• **PROVIDED ENTRIES**
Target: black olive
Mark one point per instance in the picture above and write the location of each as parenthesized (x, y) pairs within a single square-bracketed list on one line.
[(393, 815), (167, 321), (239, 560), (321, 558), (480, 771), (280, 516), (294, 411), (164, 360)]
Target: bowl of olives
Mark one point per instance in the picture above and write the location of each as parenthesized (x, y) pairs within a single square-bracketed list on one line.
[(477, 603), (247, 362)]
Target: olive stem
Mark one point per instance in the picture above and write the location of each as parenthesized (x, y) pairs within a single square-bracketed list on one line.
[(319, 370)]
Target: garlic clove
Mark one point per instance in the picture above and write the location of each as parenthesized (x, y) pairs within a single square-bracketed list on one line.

--

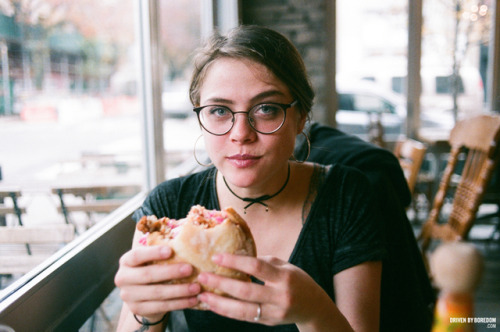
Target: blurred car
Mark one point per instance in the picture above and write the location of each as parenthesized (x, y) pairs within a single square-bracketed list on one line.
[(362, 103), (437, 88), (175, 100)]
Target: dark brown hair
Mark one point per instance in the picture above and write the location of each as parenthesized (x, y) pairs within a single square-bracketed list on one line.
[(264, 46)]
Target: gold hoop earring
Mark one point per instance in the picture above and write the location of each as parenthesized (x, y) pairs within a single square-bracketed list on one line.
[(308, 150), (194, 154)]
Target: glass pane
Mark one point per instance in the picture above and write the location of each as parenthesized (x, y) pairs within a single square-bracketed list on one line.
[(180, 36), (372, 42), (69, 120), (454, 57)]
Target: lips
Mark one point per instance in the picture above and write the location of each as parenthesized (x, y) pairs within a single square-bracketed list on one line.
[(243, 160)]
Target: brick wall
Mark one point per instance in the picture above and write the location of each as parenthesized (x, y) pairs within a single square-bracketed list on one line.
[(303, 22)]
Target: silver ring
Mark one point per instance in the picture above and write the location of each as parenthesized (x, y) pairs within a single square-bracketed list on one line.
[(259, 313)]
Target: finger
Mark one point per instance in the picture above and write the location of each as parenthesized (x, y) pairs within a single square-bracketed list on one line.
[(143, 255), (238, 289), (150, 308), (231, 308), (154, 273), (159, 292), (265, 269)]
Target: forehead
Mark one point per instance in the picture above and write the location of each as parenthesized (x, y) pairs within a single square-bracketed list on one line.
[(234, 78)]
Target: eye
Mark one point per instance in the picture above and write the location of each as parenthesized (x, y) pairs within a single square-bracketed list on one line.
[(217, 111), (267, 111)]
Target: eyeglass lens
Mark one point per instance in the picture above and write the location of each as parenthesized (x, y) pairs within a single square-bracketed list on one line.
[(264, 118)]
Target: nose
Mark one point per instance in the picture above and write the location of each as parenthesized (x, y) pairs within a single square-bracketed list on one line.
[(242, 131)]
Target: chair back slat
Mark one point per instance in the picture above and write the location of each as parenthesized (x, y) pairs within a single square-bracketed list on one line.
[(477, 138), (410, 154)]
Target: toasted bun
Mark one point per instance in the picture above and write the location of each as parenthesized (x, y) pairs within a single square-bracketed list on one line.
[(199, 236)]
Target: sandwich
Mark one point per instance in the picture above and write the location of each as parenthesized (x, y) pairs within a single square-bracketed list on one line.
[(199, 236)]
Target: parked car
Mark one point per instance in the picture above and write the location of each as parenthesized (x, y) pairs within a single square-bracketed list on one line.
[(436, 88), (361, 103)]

• **EXERCISE AIM**
Write out the records again, starting at the line that contains "Target: dark brown hair" and ending at the line that contains "292), (265, 269)]", with "glass pane" swapped for "window pane" and nothing else changed.

• **ANSWER FOR THE TASK**
Target: dark brown hair
Mark one point per instance in the picture above and write the location of each as parenthesized (x, y) pairs within a single square-bracketed list on one line.
[(264, 46)]
Target: gold hoop earring
Mark one point per instance in the picture above and write the location of each as parenthesized (x, y) pairs within a single square-bracketed list on one line.
[(308, 150), (194, 154)]
Target: window pane
Mark one point per instance in the picture above and write the location of each as parenthesized (x, y) pairs within a single square-bracketed list on one line.
[(180, 36), (372, 42), (69, 120), (454, 57)]
Target: lips
Mark one point per instance in the picture above and write the location of each as parenthesized (x, y) pairs within a single square-bracketed list on one line.
[(243, 160)]
Target: brick wall
Mark one point per instance in the picture above and write the location of each as parenthesized (x, y) pairs within a single square-bracketed list on one line.
[(303, 22)]
Target: silver ring
Mark one point per instance in the picture above and write the location of each as parenthesized (x, y) pairs within a single square-bracketed list on one line.
[(259, 313)]
Target: finger
Mark one point per instance in the picture above and write the location of each as parenthesized (x, y) pairs within a single square-bracketed list on one line.
[(143, 255), (238, 289), (150, 308), (231, 308), (154, 273), (159, 292), (265, 269)]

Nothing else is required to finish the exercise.